### What to work on
**A)** Please list every named organization that appears in the post on Herenton and school reform.
**B)** In the post on Herenton and school reform, who is the interim superintendent?

### Text extract
▼

Tuesday, May 06, 2008

Herenton Holds The Stage For School Reform

Memphis Mayor Willie W. Herenton proved again that there’s just no substitute for the city’s biggest megaphone.

In his 45-minute presentation to Memphis City Council today about the state of Memphis City Schools, he repeated his claim that he’s not a candidate for superintendent of the district while all the while insinuating that he deserves the chance.

For an hour this afternoon, it was harder to argue with him, and we don’t say this as much for the substance as for the style of the speech. He was deliberate, calm and passionate in his comments, but what caught our attention was the fact that he has the dual threat of his office and of his personality to make Memphians immediately pay attention to the woeful education of 113,000 of its children.

The Basics

His laundry list of strategies seemed to reflect a “back to basics” approach for Memphis City Schools. We are told that already members of the Memphis City Schools Board of Commissioners are dismissive of his proposed priorities, saying that they are already doing everything he proposed. However, his most searing criticism was directed at the district’s bloated organizational structure, and there’s no question that the board is in denial about this pressing problem.

It is that organizational structure – whose inefficiency has only been compounded by the questionable decisions of Interim Superintendent Dan Ward – that seems unable to set up an accountable operational system and checks and balances expected of every public entity. More to the point, the school district – like most large bureaucracies – seems intent on suffocating innovations in their cribs and on protecting the status quo.

We’ve railed about the clumsy organizational chart previously, so we won’t do it again here, except to say that currently the superintendent has more people reporting directly to him than either city or county mayors. The organizational chart looks like nothing so much as one of those large Asian jellyfishes with its tentacles hanging down in a gangly maze.

▲

Entries pointing to named objects
▼

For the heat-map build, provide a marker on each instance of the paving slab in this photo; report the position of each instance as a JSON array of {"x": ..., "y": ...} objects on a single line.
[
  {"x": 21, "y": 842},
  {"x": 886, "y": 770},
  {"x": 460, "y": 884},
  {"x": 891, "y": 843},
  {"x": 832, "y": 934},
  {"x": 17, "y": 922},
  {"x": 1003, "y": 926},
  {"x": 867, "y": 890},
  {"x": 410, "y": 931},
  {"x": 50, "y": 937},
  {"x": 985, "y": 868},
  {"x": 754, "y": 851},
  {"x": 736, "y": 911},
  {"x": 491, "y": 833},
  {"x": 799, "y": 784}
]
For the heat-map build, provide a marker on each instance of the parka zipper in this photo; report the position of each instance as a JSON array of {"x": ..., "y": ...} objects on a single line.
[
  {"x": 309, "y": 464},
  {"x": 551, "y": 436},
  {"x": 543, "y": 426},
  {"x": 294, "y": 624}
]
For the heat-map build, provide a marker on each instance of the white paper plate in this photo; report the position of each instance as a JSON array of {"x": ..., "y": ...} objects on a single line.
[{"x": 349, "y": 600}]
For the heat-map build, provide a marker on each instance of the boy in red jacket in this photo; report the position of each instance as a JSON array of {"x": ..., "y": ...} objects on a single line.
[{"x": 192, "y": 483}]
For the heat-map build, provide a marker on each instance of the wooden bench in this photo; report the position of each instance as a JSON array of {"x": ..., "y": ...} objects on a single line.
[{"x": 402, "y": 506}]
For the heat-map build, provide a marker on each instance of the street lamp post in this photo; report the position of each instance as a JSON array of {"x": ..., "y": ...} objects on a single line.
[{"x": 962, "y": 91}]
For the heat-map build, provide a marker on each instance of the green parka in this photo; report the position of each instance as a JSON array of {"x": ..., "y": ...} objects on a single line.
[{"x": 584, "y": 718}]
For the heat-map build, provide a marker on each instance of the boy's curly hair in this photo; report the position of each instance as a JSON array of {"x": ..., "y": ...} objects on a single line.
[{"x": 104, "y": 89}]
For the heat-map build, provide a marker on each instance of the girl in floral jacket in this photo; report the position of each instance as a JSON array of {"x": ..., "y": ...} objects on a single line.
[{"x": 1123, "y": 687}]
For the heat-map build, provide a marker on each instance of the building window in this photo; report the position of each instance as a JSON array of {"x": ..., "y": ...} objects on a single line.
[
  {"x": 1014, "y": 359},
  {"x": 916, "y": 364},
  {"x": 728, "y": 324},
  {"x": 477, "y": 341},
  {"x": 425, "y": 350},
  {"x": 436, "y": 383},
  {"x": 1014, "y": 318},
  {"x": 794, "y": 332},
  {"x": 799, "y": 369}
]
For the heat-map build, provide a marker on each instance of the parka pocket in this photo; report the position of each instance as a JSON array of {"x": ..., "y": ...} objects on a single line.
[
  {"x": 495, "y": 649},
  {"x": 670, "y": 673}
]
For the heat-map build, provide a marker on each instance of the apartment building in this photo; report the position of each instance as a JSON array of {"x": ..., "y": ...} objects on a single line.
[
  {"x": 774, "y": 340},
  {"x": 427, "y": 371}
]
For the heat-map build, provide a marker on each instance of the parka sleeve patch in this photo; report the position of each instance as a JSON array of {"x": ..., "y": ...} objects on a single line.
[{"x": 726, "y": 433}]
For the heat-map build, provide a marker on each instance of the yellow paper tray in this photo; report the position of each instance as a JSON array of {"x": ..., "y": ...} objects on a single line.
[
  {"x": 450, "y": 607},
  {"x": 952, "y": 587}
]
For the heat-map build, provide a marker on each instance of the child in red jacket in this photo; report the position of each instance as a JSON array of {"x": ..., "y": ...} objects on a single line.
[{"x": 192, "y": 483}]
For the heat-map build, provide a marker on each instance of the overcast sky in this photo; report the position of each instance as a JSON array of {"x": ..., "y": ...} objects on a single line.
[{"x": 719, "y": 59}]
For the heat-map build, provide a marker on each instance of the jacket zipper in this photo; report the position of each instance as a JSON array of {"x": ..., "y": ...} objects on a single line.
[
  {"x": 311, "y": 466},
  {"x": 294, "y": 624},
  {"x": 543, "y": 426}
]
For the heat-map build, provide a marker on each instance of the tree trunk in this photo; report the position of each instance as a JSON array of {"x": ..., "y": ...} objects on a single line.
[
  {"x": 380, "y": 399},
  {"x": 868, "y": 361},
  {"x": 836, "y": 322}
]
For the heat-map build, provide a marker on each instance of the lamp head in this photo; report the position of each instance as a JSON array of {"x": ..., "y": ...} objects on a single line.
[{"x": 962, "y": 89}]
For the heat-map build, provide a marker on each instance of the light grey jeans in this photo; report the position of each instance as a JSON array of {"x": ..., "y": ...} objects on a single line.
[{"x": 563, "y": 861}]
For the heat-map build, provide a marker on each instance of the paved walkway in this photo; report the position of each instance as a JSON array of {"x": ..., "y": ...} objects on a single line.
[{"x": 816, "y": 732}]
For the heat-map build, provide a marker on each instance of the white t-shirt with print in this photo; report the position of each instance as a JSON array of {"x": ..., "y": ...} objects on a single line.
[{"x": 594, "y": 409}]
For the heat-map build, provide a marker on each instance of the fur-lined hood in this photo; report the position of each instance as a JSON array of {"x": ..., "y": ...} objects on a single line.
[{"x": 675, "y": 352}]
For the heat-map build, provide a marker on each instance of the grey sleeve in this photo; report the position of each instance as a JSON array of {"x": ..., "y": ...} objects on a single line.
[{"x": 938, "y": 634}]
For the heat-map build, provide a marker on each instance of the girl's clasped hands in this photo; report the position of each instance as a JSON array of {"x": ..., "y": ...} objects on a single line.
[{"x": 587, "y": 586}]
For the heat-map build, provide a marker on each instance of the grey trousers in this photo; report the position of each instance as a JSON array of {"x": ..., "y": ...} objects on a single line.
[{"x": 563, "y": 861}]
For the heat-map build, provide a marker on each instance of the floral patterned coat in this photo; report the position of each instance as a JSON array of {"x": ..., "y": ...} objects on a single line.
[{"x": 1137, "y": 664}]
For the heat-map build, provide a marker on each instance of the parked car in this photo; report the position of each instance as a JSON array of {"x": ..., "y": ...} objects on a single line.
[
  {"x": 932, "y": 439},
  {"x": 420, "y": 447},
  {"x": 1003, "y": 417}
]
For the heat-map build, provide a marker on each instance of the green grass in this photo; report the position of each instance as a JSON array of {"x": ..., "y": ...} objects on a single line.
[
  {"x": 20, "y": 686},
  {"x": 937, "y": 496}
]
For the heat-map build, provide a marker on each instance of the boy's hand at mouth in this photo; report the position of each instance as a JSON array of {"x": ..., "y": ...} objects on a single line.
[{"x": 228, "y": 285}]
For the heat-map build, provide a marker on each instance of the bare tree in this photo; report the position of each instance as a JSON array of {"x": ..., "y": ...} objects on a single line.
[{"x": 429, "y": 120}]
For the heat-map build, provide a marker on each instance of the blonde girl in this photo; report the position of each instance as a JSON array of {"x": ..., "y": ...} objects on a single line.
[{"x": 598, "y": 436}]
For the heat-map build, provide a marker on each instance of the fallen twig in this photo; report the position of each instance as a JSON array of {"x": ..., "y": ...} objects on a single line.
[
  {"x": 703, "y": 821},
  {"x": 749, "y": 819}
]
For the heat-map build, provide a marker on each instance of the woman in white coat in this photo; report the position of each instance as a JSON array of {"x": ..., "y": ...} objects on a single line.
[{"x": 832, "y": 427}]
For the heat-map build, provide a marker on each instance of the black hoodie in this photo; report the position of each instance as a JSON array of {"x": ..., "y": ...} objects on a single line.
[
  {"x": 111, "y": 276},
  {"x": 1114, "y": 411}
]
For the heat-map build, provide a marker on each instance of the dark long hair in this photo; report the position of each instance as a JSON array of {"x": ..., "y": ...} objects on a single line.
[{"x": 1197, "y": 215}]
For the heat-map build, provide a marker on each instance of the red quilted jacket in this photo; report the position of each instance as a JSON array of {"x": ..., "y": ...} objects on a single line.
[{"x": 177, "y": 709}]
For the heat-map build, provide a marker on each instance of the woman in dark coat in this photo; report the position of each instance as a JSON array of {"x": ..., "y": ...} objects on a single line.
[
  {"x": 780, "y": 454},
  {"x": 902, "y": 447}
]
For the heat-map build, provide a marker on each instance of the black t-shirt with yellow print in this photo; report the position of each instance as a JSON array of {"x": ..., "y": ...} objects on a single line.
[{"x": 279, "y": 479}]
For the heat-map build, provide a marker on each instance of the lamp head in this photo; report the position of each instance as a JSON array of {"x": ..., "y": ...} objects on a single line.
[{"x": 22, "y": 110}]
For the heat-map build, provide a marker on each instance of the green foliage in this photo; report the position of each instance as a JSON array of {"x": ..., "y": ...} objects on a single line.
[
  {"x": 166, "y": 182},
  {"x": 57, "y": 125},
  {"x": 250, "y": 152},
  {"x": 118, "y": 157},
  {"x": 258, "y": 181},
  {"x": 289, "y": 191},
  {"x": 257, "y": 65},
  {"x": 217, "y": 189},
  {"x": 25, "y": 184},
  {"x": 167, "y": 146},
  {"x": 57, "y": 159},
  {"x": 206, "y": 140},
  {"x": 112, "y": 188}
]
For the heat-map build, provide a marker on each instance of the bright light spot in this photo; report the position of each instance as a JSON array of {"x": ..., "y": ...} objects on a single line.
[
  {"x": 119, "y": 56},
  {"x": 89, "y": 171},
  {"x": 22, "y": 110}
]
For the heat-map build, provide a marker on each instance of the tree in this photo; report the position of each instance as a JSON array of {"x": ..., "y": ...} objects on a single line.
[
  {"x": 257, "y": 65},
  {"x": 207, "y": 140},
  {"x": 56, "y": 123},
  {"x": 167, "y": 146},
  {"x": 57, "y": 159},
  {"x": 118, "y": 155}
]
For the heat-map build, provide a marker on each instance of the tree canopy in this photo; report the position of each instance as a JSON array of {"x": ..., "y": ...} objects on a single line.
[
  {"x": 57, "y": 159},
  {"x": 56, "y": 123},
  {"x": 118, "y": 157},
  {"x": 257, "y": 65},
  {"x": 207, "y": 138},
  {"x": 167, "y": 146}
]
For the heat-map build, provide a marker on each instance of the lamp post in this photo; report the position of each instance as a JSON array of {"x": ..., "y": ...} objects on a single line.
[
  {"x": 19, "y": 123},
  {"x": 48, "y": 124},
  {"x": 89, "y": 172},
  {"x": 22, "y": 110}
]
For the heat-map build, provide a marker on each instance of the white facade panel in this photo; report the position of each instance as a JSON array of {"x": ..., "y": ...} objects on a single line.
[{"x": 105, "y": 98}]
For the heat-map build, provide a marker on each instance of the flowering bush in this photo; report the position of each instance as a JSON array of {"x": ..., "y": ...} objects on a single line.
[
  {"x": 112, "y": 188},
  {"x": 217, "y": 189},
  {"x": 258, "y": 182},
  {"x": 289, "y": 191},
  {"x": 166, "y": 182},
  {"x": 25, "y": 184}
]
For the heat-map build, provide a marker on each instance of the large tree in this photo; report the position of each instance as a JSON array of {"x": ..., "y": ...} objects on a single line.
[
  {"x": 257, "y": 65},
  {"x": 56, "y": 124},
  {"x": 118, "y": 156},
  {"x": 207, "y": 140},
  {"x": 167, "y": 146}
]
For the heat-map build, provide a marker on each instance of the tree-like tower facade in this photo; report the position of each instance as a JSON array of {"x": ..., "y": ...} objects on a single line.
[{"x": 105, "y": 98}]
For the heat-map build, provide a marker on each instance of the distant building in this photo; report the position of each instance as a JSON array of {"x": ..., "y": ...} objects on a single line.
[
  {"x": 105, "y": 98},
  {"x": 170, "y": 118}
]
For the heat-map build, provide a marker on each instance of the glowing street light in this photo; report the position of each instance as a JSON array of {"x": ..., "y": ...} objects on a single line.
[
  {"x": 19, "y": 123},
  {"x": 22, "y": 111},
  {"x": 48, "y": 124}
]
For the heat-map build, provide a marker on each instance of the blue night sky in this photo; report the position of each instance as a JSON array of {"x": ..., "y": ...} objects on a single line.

▲

### Results of the tasks
**A)**
Memphis City Council
Memphis City Schools
Memphis City Schools Board of Commissioners

**B)** Dan Ward